Para que se considere prequestionada a questão de Direito Constitucional ou Federal, deve o tema ter sido examinado na decisão que se pretende impugnar, por recurso extraordinário ou especial. Caso, embora suscitada previamente pelas partes, haja omissão a respeito da questão, devem ser opostos Embargos de Declaração.
A jurisprudência do Superior Tribunal de Justiça é no sentido de que, rejeitados tais Embargos de Declaração, não poderá o Recurso Especial versar sobre a questão federal não examinada no tribunal de origem, devendo a parte alegar, em seu recurso, violação ao artigo 535, inciso II do Código de Processo Civil. Essa orientação, consolidada na Súmula 211 daquele tribunal, significou um afastamento do que o Supremo Tribunal Federal vinha decidindo até então, com base no que dispõe em sua Súmula 356: opostos embargos de declaração, considera-se prequestionada a questão, ainda que não suprida a omissão pelo tribunal local.[1] Trata-se daquilo que se convencionou chamar de “prequestionamento ficto”.
Ambos os tribunais reconhecem a existência de tal divergência.[2]
Há, aí, o primeiro problema: embora tenham objetos distintos (essa afirmação não é isenta de críticas, como apontei no texto anterior da coluna), o sentido dos artigos 102, inciso III e 105, inciso III da Constituição é o mesmo. É inadmissível, diante disso, que os tribunais superiores adotem orientação diferente, a respeito da configuração do prequestionamento.
Mais recentemente, alguns julgados proferidos pelo Supremo Tribunal Federal têm se afastado da orientação que, antes, era pacífica, nesse tribunal, não mais admitindo o denominado “prequestionamento ficto.[3] As decisões que adotam esse novo entendimento, porém, não deixam claras as razões dessa viragem jurisprudencial.
Aqui, estamos diante do segundo problema: aparentemente, ensaia-se, no Supremo Tribunal Federal, o abandono da doutrina do “prequestionamento ficto”, e tenderá esse tribunal a aproximar-se da orientação firmada pelo Superior Tribunal de Justiça, em sua Súmula 211.
O que justificou, contudo, essa mudança de entendimento a respeito do tema? Não se tem notícia de alteração na Constituição ou na lei, no que se refere ao assunto. Se o entendimento adotado anteriormente pelo Supremo Tribunal Federal era errado — eu, pessoalmente, entendo que a doutrina do “prequestiomento ficto” é contrária à Constituição[4] —, o abandono de tal orientação não poderia ser realizado, sem que se expressassem as razões que levariam à mudança.
Os problemas relativos ao prequestionamento são os mais variados. O tema é complexo, e certamente voltarei a ele, muitas vezes, nesta coluna. Hoje, porém, desejo tratar da integridade da jurisprudência. Desejo fazer isso, também, porque, para muitos, o direito brasileiro é cada vez mais influenciado pelo common law, especialmente no sentido de que, há algum tempo, nosso direito é mais “jurisprudencial” que “legal”. A jurisprudência assumiria, sob esse ponto de vista, papel mais importante que a lei, na construção da solução jurídica...

● Dados fornecidos:
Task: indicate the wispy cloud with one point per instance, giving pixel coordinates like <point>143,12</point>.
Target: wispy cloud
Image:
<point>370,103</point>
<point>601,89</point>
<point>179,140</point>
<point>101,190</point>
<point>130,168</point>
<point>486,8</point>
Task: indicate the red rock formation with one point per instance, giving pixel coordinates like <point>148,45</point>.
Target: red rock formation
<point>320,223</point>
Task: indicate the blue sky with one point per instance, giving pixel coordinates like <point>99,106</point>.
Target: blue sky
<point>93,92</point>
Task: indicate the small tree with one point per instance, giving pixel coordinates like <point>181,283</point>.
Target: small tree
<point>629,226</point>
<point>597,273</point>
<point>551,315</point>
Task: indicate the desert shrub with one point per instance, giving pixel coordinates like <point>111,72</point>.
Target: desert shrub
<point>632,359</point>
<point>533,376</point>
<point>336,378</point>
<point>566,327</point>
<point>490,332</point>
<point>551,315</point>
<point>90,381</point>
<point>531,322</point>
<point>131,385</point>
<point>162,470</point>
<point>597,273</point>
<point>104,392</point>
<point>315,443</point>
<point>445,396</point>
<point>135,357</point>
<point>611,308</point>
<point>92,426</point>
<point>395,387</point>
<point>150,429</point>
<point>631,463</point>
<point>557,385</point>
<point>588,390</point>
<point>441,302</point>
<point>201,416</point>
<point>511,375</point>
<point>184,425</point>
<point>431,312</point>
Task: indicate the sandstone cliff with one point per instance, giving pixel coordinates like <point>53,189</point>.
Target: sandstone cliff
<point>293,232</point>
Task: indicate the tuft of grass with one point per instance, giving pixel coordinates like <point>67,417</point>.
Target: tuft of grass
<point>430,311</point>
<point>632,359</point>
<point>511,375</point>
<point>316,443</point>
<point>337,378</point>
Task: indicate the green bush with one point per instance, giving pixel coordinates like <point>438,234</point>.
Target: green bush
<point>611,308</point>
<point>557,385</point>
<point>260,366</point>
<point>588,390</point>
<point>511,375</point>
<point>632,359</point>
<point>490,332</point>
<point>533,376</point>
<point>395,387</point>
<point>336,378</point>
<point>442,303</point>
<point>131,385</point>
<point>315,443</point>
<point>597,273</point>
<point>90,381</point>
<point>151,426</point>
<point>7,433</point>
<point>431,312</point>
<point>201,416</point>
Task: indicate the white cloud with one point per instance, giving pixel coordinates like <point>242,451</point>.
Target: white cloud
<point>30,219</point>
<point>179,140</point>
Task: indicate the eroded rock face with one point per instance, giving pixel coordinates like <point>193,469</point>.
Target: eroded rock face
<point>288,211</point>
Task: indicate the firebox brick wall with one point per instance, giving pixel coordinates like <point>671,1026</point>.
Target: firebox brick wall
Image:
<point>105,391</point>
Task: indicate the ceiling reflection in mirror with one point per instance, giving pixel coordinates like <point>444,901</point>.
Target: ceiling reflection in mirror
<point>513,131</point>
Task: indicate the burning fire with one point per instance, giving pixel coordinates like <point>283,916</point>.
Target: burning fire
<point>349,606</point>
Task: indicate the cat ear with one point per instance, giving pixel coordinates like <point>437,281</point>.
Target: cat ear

● Tarefas a executar:
**A)** Enumere todos os artigos de lei ou da Constituição mencionados no texto sobre prequestionamento, indicando o inciso e o diploma de cada um.
**B)** Nas linhas dos dados, começando naquela que contém "Task: indicate the green" e terminando naquela que contém "<point>105,391</point>", renomeie "green bush" para "leafy bush". Reproduza somente essas linhas, sem qualquer outra alteração.

● Resultados por tarefa:
**A)**
- Artigo 535, inciso II, do Código de Processo Civil
- Artigo 102, inciso III, da Constituição
- Artigo 105, inciso III, da Constituição

**B)**
Task: indicate the leafy bush with one point per instance, giving pixel coordinates like <point>438,234</point>.
Target: leafy bush
<point>611,308</point>
<point>557,385</point>
<point>260,366</point>
<point>588,390</point>
<point>511,375</point>
<point>632,359</point>
<point>490,332</point>
<point>533,376</point>
<point>395,387</point>
<point>336,378</point>
<point>442,303</point>
<point>131,385</point>
<point>315,443</point>
<point>597,273</point>
<point>90,381</point>
<point>151,426</point>
<point>7,433</point>
<point>431,312</point>
<point>201,416</point>
Task: indicate the white cloud with one point per instance, giving pixel coordinates like <point>242,451</point>.
Target: white cloud
<point>30,219</point>
<point>179,140</point>
Task: indicate the eroded rock face with one point per instance, giving pixel coordinates like <point>193,469</point>.
Target: eroded rock face
<point>288,211</point>
Task: indicate the firebox brick wall with one point per instance, giving pixel coordinates like <point>671,1026</point>.
Target: firebox brick wall
Image:
<point>105,391</point>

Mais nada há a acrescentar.